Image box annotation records
************

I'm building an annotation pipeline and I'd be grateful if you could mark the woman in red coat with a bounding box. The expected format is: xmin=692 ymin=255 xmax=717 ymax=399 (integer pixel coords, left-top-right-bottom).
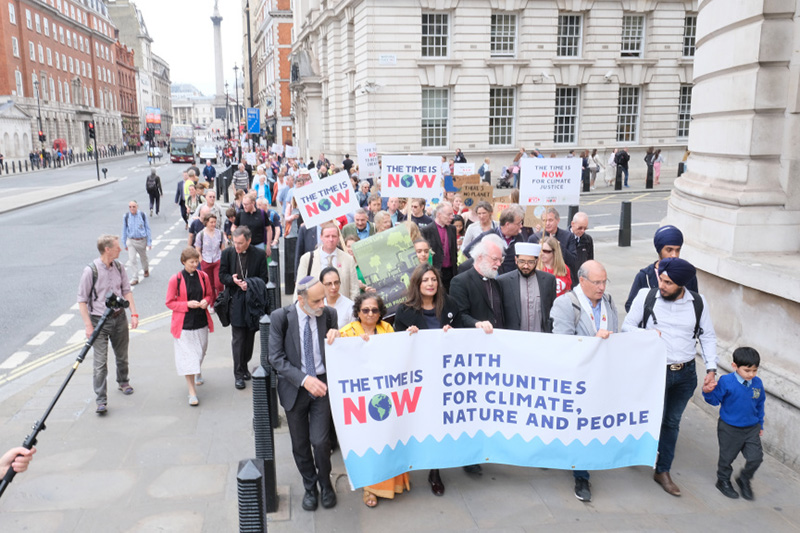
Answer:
xmin=166 ymin=247 xmax=214 ymax=406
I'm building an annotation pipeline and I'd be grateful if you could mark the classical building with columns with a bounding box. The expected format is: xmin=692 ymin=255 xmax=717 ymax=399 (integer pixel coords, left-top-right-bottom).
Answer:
xmin=667 ymin=0 xmax=800 ymax=470
xmin=291 ymin=0 xmax=698 ymax=166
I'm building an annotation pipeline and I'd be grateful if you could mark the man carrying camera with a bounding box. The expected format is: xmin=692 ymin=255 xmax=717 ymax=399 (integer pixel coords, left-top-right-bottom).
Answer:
xmin=78 ymin=235 xmax=139 ymax=415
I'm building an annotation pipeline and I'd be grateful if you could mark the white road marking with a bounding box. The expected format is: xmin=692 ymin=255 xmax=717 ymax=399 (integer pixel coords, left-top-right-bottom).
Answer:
xmin=67 ymin=329 xmax=86 ymax=344
xmin=28 ymin=331 xmax=56 ymax=346
xmin=50 ymin=313 xmax=75 ymax=328
xmin=0 ymin=352 xmax=31 ymax=370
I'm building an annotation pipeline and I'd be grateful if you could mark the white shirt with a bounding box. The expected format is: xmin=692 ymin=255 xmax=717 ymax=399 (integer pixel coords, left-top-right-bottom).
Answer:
xmin=294 ymin=302 xmax=325 ymax=383
xmin=622 ymin=288 xmax=717 ymax=370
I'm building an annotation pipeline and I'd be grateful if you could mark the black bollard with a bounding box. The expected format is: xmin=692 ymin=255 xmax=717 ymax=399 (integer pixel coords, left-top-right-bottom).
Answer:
xmin=283 ymin=237 xmax=297 ymax=294
xmin=236 ymin=459 xmax=267 ymax=533
xmin=617 ymin=202 xmax=631 ymax=246
xmin=253 ymin=366 xmax=278 ymax=513
xmin=567 ymin=205 xmax=580 ymax=225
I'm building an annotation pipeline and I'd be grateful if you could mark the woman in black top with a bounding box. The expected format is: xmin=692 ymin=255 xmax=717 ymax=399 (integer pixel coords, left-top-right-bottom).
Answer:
xmin=394 ymin=264 xmax=458 ymax=496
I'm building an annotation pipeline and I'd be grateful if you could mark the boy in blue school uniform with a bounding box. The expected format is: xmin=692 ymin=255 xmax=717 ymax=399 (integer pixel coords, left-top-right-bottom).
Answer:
xmin=703 ymin=347 xmax=766 ymax=500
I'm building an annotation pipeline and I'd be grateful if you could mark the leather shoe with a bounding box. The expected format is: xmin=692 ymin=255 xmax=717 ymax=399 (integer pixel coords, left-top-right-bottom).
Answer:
xmin=428 ymin=468 xmax=444 ymax=496
xmin=653 ymin=472 xmax=681 ymax=496
xmin=464 ymin=465 xmax=483 ymax=475
xmin=321 ymin=487 xmax=336 ymax=509
xmin=303 ymin=488 xmax=318 ymax=511
xmin=714 ymin=479 xmax=739 ymax=500
xmin=736 ymin=477 xmax=755 ymax=501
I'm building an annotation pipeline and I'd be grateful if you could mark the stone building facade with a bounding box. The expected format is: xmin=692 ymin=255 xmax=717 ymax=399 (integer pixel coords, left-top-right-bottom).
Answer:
xmin=667 ymin=0 xmax=800 ymax=471
xmin=0 ymin=0 xmax=122 ymax=154
xmin=291 ymin=0 xmax=698 ymax=168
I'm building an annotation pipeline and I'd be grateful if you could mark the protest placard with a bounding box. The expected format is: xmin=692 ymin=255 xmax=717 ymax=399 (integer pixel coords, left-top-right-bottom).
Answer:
xmin=459 ymin=183 xmax=494 ymax=208
xmin=357 ymin=143 xmax=381 ymax=180
xmin=519 ymin=157 xmax=581 ymax=205
xmin=325 ymin=328 xmax=666 ymax=487
xmin=381 ymin=155 xmax=442 ymax=200
xmin=453 ymin=163 xmax=475 ymax=176
xmin=353 ymin=224 xmax=419 ymax=314
xmin=294 ymin=171 xmax=358 ymax=227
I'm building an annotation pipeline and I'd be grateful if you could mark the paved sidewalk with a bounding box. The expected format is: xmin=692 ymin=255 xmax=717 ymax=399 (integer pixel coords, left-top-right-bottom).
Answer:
xmin=0 ymin=241 xmax=800 ymax=533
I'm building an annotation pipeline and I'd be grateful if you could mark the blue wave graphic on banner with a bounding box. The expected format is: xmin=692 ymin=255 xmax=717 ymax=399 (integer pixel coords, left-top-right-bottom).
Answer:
xmin=344 ymin=431 xmax=658 ymax=488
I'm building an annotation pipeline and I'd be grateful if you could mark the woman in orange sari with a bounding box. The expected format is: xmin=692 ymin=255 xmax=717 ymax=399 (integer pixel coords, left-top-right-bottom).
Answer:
xmin=339 ymin=292 xmax=411 ymax=508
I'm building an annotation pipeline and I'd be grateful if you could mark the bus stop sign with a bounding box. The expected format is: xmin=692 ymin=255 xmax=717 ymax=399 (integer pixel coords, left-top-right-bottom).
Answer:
xmin=247 ymin=107 xmax=261 ymax=133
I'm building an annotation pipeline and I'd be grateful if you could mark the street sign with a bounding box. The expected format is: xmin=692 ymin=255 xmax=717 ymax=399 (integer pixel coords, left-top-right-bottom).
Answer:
xmin=247 ymin=107 xmax=261 ymax=133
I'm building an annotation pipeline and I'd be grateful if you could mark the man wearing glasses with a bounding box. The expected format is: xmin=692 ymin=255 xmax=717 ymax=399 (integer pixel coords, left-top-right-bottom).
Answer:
xmin=550 ymin=261 xmax=619 ymax=502
xmin=497 ymin=242 xmax=556 ymax=333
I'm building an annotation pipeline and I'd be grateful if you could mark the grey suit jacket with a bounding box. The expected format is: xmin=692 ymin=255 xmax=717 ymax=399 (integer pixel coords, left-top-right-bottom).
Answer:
xmin=550 ymin=291 xmax=619 ymax=337
xmin=269 ymin=304 xmax=338 ymax=411
xmin=497 ymin=270 xmax=556 ymax=333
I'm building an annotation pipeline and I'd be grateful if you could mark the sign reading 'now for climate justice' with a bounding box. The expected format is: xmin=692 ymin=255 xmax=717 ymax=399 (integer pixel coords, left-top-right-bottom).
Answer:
xmin=294 ymin=171 xmax=358 ymax=228
xmin=381 ymin=156 xmax=442 ymax=200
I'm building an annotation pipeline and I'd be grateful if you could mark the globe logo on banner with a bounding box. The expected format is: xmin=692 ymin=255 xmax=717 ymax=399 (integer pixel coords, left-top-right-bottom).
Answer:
xmin=369 ymin=394 xmax=392 ymax=422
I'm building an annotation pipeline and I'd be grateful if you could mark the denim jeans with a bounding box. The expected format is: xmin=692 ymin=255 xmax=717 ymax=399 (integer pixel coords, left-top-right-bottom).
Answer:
xmin=656 ymin=361 xmax=697 ymax=474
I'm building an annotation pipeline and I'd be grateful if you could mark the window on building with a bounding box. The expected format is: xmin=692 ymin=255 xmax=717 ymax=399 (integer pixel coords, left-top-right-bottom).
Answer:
xmin=553 ymin=87 xmax=578 ymax=144
xmin=617 ymin=87 xmax=640 ymax=142
xmin=556 ymin=15 xmax=583 ymax=57
xmin=14 ymin=70 xmax=25 ymax=96
xmin=678 ymin=85 xmax=692 ymax=139
xmin=491 ymin=13 xmax=517 ymax=57
xmin=683 ymin=15 xmax=697 ymax=57
xmin=489 ymin=87 xmax=515 ymax=146
xmin=622 ymin=15 xmax=644 ymax=57
xmin=422 ymin=13 xmax=450 ymax=57
xmin=421 ymin=89 xmax=450 ymax=148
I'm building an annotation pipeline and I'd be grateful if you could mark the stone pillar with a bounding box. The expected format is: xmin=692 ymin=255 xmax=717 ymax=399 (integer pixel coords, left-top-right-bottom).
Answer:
xmin=667 ymin=0 xmax=800 ymax=470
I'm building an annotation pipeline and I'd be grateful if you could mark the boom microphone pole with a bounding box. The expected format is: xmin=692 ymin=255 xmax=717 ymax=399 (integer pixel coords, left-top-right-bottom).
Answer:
xmin=0 ymin=291 xmax=130 ymax=497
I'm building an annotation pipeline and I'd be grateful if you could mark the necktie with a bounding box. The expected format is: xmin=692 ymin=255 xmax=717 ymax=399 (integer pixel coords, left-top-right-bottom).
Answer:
xmin=303 ymin=317 xmax=317 ymax=377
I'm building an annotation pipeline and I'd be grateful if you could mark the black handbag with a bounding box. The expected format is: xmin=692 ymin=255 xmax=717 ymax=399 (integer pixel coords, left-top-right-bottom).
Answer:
xmin=214 ymin=287 xmax=231 ymax=328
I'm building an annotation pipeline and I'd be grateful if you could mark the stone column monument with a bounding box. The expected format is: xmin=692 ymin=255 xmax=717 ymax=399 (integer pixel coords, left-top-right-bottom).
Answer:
xmin=667 ymin=0 xmax=800 ymax=470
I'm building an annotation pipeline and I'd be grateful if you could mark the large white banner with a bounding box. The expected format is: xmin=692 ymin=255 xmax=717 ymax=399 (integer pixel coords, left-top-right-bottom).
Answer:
xmin=326 ymin=329 xmax=666 ymax=487
xmin=381 ymin=155 xmax=442 ymax=200
xmin=294 ymin=171 xmax=358 ymax=228
xmin=519 ymin=157 xmax=581 ymax=205
xmin=357 ymin=143 xmax=381 ymax=180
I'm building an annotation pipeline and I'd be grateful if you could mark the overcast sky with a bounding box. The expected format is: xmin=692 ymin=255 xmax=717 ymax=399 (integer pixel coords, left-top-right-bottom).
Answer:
xmin=134 ymin=0 xmax=243 ymax=98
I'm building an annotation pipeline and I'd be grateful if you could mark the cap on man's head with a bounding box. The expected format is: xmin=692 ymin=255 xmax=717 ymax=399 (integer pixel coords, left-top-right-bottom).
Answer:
xmin=653 ymin=226 xmax=683 ymax=254
xmin=658 ymin=257 xmax=697 ymax=287
xmin=514 ymin=242 xmax=542 ymax=257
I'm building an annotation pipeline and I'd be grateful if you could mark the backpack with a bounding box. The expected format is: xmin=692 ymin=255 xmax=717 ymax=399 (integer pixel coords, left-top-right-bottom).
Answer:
xmin=88 ymin=260 xmax=127 ymax=313
xmin=639 ymin=287 xmax=703 ymax=339
xmin=144 ymin=174 xmax=158 ymax=192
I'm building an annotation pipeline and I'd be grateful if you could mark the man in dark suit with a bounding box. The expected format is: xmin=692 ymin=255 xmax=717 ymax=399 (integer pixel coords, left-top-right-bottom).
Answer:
xmin=497 ymin=242 xmax=556 ymax=333
xmin=219 ymin=226 xmax=268 ymax=389
xmin=569 ymin=211 xmax=594 ymax=287
xmin=459 ymin=205 xmax=525 ymax=274
xmin=528 ymin=207 xmax=581 ymax=274
xmin=420 ymin=202 xmax=458 ymax=291
xmin=269 ymin=276 xmax=339 ymax=511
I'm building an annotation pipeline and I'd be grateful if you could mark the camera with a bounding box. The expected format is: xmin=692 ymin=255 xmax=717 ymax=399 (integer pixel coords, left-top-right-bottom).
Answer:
xmin=106 ymin=291 xmax=130 ymax=309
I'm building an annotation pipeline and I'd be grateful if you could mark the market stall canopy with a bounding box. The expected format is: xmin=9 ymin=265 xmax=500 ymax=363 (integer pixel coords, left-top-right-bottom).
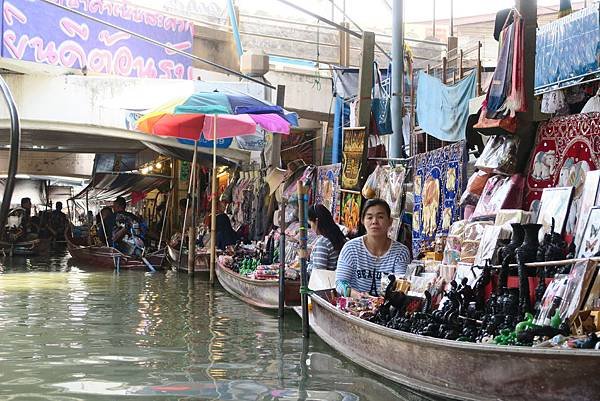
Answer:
xmin=534 ymin=4 xmax=600 ymax=95
xmin=73 ymin=173 xmax=171 ymax=201
xmin=0 ymin=119 xmax=250 ymax=164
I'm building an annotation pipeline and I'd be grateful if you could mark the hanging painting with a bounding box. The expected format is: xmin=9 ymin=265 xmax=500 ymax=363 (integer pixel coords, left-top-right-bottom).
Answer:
xmin=315 ymin=163 xmax=342 ymax=223
xmin=340 ymin=190 xmax=362 ymax=232
xmin=413 ymin=141 xmax=465 ymax=257
xmin=537 ymin=187 xmax=573 ymax=241
xmin=342 ymin=128 xmax=367 ymax=191
xmin=577 ymin=207 xmax=600 ymax=258
xmin=571 ymin=170 xmax=600 ymax=243
xmin=525 ymin=113 xmax=600 ymax=240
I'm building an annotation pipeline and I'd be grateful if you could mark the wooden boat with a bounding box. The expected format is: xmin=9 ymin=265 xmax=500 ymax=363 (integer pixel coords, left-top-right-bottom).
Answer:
xmin=0 ymin=238 xmax=50 ymax=256
xmin=167 ymin=245 xmax=210 ymax=273
xmin=65 ymin=230 xmax=165 ymax=270
xmin=310 ymin=292 xmax=600 ymax=401
xmin=215 ymin=263 xmax=300 ymax=309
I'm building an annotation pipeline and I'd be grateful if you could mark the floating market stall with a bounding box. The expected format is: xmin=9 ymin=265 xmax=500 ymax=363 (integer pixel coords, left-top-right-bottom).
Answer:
xmin=298 ymin=5 xmax=600 ymax=400
xmin=65 ymin=172 xmax=170 ymax=271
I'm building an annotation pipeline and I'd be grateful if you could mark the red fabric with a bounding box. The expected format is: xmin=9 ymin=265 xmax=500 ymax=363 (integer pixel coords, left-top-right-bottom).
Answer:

************

### Requirement
Please reproduce the lines from the items without any change, starting with the line that contains "the stone building" and going on through the line that contains "xmin=291 ymin=0 xmax=698 ymax=168". Include both of those lines.

### Right answer
I'm building an annotation pipeline and I'd be grateful if you could mark the stone building facade with a bounding box. The expected format is: xmin=692 ymin=255 xmax=717 ymax=399 (integer pixel coords, left-top-right-bottom).
Answer:
xmin=667 ymin=0 xmax=800 ymax=471
xmin=0 ymin=0 xmax=122 ymax=154
xmin=291 ymin=0 xmax=698 ymax=168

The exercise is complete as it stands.